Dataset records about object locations
☆ ☆ ☆

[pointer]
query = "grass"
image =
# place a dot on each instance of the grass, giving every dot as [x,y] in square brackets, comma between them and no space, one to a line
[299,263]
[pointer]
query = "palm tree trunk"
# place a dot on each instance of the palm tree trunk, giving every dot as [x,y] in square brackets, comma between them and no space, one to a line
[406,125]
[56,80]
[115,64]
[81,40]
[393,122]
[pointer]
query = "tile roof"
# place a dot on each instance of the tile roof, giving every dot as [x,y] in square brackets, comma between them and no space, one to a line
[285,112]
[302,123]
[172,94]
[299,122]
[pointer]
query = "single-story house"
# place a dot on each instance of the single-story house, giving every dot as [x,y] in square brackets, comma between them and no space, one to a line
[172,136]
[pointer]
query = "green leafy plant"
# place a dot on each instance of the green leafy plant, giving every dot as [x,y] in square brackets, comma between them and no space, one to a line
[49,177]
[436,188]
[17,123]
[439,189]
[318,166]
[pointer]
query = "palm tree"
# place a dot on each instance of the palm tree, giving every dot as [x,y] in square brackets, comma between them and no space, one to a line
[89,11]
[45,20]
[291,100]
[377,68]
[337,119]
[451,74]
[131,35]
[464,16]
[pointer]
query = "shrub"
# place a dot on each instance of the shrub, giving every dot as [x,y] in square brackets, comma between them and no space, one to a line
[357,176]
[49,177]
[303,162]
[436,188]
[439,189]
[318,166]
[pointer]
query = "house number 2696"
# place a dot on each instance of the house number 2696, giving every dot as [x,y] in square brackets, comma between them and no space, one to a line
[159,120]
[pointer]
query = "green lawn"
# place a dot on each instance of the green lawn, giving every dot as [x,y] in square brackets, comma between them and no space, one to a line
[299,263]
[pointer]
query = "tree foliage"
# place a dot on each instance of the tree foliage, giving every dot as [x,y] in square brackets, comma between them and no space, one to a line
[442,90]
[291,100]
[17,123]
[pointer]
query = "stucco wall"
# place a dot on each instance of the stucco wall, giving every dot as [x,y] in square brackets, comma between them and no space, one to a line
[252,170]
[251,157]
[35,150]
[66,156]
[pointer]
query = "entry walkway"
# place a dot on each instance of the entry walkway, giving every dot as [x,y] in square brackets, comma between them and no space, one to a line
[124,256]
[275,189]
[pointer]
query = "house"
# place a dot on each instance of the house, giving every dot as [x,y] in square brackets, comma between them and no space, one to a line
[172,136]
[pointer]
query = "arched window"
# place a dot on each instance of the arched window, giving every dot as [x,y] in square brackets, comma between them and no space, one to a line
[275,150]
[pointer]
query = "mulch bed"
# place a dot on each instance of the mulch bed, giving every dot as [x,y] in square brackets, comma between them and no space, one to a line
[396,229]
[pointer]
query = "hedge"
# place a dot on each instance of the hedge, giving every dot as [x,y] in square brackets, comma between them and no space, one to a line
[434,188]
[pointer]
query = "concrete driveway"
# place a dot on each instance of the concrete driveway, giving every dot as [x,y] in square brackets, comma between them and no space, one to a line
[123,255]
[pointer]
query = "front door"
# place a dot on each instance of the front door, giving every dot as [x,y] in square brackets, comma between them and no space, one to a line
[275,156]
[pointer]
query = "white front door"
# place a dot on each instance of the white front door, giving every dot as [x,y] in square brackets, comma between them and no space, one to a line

☆ ☆ ☆

* What is asked
Output the listing above exactly as it appears.

* Final result
[pointer]
query = "grass"
image =
# place a dot on each instance of the grass, giving every dot as [x,y] in square brackets, comma between them and no space, one to a line
[299,263]
[pointer]
query = "palm tree trunk"
# place a dot on each instance of the palm tree trunk, giving every dot as [x,y] in square brackets, comma between them and no space, one to a line
[406,125]
[56,80]
[115,64]
[81,40]
[393,122]
[pointer]
query = "tile roof"
# place a dot on each instance of the tile roof, giving every dot as [x,y] in square brackets, comma between them and no space, one to a line
[285,112]
[302,123]
[172,94]
[299,122]
[pointer]
query = "single-story house"
# place a dot on each instance of the single-story house, giving every dot as [x,y] in square brackets, comma between them and no space, one to a line
[172,136]
[pointer]
query = "green leafy plant"
# place a dot on each instance of the green leafy plant, giving every dot as [x,y] in square brackets, comma between them and no space, one to a line
[49,177]
[436,188]
[17,123]
[439,189]
[318,166]
[pointer]
query = "palm tree"
# place a dot on each instance of the palm tree, giving every dot as [x,y] in square brackets, comma between them and no space, one to a line
[89,11]
[45,20]
[291,100]
[377,68]
[337,119]
[451,74]
[131,35]
[464,16]
[pointer]
query = "shrub"
# place a dot on each instance of the shrub, giving every dot as [x,y] in square brackets, comma between them and no space, one to a line
[357,176]
[49,177]
[303,162]
[436,188]
[439,189]
[318,166]
[pointer]
query = "house number 2696"
# place a dot on each instance of the house number 2696, giving every dot as [x,y] in square brackets, comma between them and no space, one to a line
[159,120]
[pointer]
query = "green lawn"
# place a dot on each instance of the green lawn, giving every dot as [x,y] in square brackets, comma between them and no space, one to a line
[299,263]
[pointer]
query = "tree foliage"
# place a dot on each instance of the tree foliage, giving every dot as [x,y] in square brackets, comma between them and no space, one to a line
[442,90]
[291,100]
[17,123]
[pointer]
query = "stucco wall"
# place a dot on each instance of the stucco wall, giving every dot as [x,y] in square brackets, comma between them and no space, one to a line
[252,170]
[251,157]
[35,150]
[66,156]
[pointer]
query = "entry walkway"
# place a dot on each instance of the entry walkway, giving every dot as [x,y] in square brackets, comma between them and no space, one to a line
[124,256]
[275,189]
[pointer]
query = "house"
# place a dot on each instance of the house, giving every dot as [x,y] in square brackets, comma between them and no space, one to a line
[172,136]
[pointer]
query = "arched window"
# place a dot on each instance of the arched window, giving every dot as [x,y] in square brackets, comma between them and no space, one to a line
[275,150]
[pointer]
query = "mulch bed"
# place a dot on each instance of the mulch bed, giving every dot as [x,y] in square brackets, comma between them and no space, one to a line
[396,229]
[pointer]
query = "hedge"
# place a dot on each instance of the hedge, giving every dot as [x,y] in square brackets, comma between them and no space, one to a line
[434,188]
[pointer]
query = "concrete driveway"
# place a dot on each instance of the concrete driveway, giving every dot as [x,y] in square brackets, comma between them and no space, one to a line
[123,255]
[pointer]
query = "front door"
# place a dot on each instance of the front door, giving every dot as [x,y] in square brackets, comma between them and no space, one to a line
[275,156]
[pointer]
query = "white front door"
# place a dot on each instance of the white front door, giving every dot as [x,y] in square brackets, comma between them and no space, one to a line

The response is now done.